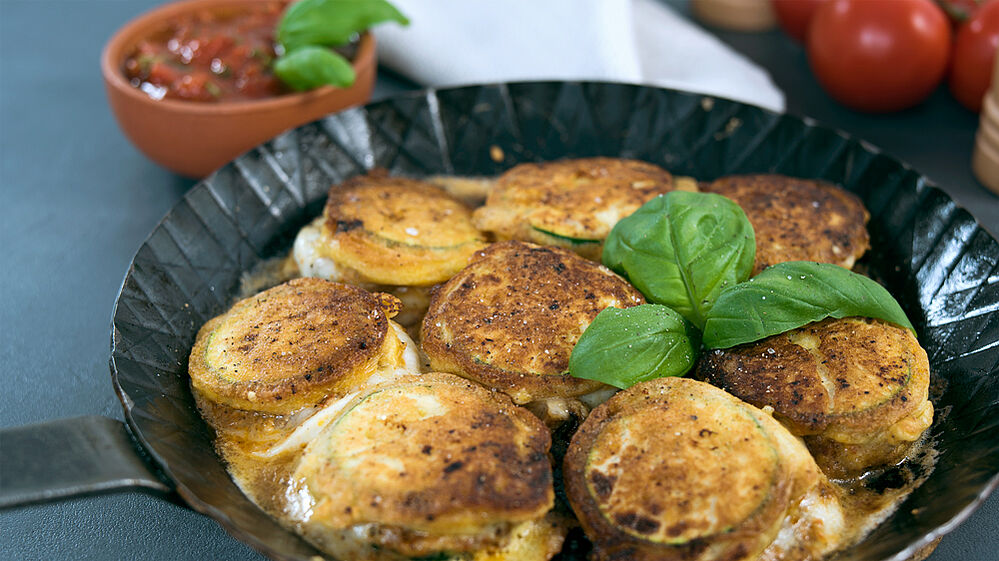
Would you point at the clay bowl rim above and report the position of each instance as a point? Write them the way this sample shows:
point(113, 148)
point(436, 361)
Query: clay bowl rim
point(114, 51)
.....
● **EXERCISE DETAILS**:
Return the text of every entry above word for word, omitting the pictures.

● **FULL SOLUTION**:
Would you point at the clay bowl rim above and report the position of each instance as a point? Write them the way this sample shows:
point(113, 148)
point(436, 361)
Query: clay bowl rim
point(114, 51)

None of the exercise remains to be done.